Study text:

In order to get around international treaties, DSTs tax revenues rather than profits. But this end run creates significant economic inequalities. Revenue taxes are especially burdensome on firms with low or negative profit margins, making it harder for new companies to gain scale. Although the tax rate is set low, it can still pose a large burden to profitable companies. For a business with profit margins of 15 percent, a 3 percent revenue tax is equivalent to an income tax of 23 percent. For a company with only a 5 percent margin, it is equivalent to a 63 percent tax on profits. Rates this high can affect both the competitiveness and viability of even established firms.
Second, DST’s clearly discriminate against large, foreign companies. In its investigation of France’s DST the USTR concluded that only one of the firms likely to be affected by the tax was French. Seventeen were American. However, the final version of the DST excluded even this one firm. It is true that countries could accomplish the same result with a Value Added Tax on the sales of foreign firms, but only if it also applied the tax to sales of domestic companies. In its investigation of France’s DST, the USTR correctly concluded that the tax was inconsistent with international tax principles. Many analysts have concluded that DSTs also violate international trade agreements.
Third, the argument of user-created value is also misguided. In every respect, the real value of an Internet service such as Google Search, Uber, or Amazon Marketplace is the software and business model created by the company. Consumers use these services because they derive great value from them. This in turn attracts other users. But the source of value remains the company, not users. The vast majority of users create little of value to the company, yet they are allowed to use the service for free. Google users in France create no more value that Mercedes drivers in the United States. Such a major change to long-standing international practice should not be implemented unilaterally.
Fourth, Internet companies are not unique. DSTs typically target a few narrow sources of revenue such as the sale of information provided by users, the sale of advertising; and fees for operating a multi-sided platform. The United States has correctly argued that any change in the nexus requirement should not create an artificial divide between digital and nondigital products. Technology is rapidly increasing the digitalization of other industries. Thus problems associated with valuing software, the reduced need for permanent establishments, the ability to conclude sales over the Internet, and the ease of outsourcing routine functions will increasingly affect all industries, not just those targeted by DSTs. The OECD has previously warned countries not to ring fence the digital companies from the rest of the world economy. For all these reasons, DSTs represent a dangerous trend in international tax law. The United States should strongly oppose them even as it works within the OECD to update current tax law to a changing world.

Work item: Please copy out the passage on digital services taxes word for word, in full.

Stored data entries:

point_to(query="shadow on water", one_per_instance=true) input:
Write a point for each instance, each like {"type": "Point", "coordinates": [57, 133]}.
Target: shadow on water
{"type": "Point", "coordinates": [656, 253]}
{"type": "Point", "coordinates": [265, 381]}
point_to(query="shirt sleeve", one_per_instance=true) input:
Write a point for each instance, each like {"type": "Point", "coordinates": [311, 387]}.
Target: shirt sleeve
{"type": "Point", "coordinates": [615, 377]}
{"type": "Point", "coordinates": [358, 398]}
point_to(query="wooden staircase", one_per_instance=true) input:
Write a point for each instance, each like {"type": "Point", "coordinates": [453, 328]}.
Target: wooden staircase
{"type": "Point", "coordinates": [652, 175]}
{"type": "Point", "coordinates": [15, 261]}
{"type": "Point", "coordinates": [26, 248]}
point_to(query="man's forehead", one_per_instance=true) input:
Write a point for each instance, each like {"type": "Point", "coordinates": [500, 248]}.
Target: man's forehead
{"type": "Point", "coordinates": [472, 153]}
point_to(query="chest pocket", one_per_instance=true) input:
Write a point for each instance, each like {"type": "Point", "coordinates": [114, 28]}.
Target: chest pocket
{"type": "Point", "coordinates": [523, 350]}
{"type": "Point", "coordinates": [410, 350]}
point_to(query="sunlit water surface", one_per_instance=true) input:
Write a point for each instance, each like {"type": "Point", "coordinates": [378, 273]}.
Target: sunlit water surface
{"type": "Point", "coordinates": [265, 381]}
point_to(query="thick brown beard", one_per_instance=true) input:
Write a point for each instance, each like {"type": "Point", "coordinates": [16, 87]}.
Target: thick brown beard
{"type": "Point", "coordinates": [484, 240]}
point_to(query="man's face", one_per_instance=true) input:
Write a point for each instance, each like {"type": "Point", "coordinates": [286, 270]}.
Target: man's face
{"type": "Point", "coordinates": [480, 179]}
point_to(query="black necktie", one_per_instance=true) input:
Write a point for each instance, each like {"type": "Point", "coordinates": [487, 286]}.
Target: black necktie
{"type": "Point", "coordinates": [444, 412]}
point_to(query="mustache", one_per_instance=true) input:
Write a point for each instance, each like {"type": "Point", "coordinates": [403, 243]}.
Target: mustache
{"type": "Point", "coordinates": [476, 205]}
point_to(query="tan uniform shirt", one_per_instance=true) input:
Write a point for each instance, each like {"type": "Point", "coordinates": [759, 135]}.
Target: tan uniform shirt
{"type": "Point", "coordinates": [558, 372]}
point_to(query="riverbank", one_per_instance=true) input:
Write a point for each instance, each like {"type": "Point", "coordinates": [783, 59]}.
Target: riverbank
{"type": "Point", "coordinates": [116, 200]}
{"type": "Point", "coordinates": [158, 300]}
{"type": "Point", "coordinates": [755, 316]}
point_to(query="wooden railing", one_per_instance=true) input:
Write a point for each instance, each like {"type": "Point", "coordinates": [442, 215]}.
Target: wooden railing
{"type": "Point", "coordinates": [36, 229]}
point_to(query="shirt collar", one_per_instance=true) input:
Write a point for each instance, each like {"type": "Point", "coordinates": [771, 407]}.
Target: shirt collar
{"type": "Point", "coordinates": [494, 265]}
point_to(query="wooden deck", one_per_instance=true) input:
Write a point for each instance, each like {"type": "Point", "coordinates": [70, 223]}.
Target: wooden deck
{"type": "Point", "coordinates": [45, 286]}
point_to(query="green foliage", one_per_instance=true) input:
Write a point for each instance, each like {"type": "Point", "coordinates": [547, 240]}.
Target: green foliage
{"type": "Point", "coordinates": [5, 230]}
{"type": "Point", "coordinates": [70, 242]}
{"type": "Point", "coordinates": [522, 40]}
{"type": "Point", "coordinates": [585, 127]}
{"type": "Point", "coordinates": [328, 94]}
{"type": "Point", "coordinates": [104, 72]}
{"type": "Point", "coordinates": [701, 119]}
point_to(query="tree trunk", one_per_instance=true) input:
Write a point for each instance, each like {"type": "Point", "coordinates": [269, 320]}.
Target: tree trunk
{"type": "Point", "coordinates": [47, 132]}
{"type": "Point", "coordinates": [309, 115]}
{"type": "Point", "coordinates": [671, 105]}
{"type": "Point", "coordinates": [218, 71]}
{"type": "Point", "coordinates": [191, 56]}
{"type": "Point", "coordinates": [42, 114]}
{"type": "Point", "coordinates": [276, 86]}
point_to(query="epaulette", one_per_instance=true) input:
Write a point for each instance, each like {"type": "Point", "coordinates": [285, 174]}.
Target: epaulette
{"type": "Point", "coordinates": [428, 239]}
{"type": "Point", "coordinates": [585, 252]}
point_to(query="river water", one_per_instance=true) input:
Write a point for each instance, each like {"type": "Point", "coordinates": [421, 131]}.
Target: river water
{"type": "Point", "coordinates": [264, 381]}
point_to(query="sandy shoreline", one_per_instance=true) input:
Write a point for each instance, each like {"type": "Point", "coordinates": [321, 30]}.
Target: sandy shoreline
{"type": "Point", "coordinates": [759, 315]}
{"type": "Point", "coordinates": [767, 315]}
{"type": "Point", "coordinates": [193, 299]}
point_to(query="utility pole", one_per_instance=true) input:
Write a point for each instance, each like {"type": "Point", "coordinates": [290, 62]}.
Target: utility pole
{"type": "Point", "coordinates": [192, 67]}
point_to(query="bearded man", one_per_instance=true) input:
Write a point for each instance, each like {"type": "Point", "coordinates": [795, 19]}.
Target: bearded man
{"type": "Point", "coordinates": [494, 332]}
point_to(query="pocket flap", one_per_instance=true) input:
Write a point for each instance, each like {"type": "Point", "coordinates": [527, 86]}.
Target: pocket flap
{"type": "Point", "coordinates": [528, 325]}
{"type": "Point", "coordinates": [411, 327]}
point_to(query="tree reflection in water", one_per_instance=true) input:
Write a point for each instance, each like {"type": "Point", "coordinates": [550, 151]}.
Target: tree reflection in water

Response:
In order to get around international treaties, DSTs tax revenues rather than profits. But this end run creates significant economic inequalities. Revenue taxes are especially burdensome on firms with low or negative profit margins, making it harder for new companies to gain scale. Although the tax rate is set low, it can still pose a large burden to profitable companies. For a business with profit margins of 15 percent, a 3 percent revenue tax is equivalent to an income tax of 23 percent. For a company with only a 5 percent margin, it is equivalent to a 63 percent tax on profits. Rates this high can affect both the competitiveness and viability of even established firms.
Second, DST’s clearly discriminate against large, foreign companies. In its investigation of France’s DST the USTR concluded that only one of the firms likely to be affected by the tax was French. Seventeen were American. However, the final version of the DST excluded even this one firm. It is true that countries could accomplish the same result with a Value Added Tax on the sales of foreign firms, but only if it also applied the tax to sales of domestic companies. In its investigation of France’s DST, the USTR correctly concluded that the tax was inconsistent with international tax principles. Many analysts have concluded that DSTs also violate international trade agreements.
Third, the argument of user-created value is also misguided. In every respect, the real value of an Internet service such as Google Search, Uber, or Amazon Marketplace is the software and business model created by the company. Consumers use these services because they derive great value from them. This in turn attracts other users. But the source of value remains the company, not users. The vast majority of users create little of value to the company, yet they are allowed to use the service for free. Google users in France create no more value that Mercedes drivers in the United States. Such a major change to long-standing international practice should not be implemented unilaterally.
Fourth, Internet companies are not unique. DSTs typically target a few narrow sources of revenue such as the sale of information provided by users, the sale of advertising; and fees for operating a multi-sided platform. The United States has correctly argued that any change in the nexus requirement should not create an artificial divide between digital and nondigital products. Technology is rapidly increasing the digitalization of other industries. Thus problems associated with valuing software, the reduced need for permanent establishments, the ability to conclude sales over the Internet, and the ease of outsourcing routine functions will increasingly affect all industries, not just those targeted by DSTs. The OECD has previously warned countries not to ring fence the digital companies from the rest of the world economy. For all these reasons, DSTs represent a dangerous trend in international tax law. The United States should strongly oppose them even as it works within the OECD to update current tax law to a changing world.